What you need to do
How many lines in the data below contain the string "fish"? Case counts, so match only that exact capitalization, and reply with the number alone.
*** Input material ***
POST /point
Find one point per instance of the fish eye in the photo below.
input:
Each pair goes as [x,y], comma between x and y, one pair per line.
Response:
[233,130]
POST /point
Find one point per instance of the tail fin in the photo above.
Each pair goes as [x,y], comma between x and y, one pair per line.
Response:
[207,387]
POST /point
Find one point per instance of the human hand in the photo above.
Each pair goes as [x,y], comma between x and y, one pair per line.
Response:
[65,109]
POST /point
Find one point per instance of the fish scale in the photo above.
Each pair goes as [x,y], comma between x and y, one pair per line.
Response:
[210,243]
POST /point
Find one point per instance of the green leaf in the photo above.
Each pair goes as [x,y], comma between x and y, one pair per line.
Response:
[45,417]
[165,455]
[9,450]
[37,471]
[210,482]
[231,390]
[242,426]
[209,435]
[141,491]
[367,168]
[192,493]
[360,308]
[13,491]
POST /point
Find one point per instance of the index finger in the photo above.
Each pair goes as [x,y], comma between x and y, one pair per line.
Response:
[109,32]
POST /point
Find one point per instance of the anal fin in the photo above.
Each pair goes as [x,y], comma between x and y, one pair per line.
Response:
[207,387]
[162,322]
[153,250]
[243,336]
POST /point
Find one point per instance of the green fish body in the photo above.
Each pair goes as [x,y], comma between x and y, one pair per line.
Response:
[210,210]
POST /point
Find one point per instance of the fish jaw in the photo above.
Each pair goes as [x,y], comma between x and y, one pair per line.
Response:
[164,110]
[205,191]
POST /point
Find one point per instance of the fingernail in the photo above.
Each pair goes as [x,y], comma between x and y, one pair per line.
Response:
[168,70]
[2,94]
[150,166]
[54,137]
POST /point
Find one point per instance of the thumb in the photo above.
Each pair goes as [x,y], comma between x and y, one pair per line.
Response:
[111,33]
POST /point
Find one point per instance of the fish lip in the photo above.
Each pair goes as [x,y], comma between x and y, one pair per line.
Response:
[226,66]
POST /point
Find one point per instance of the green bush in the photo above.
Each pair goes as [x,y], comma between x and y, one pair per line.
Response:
***
Task output
5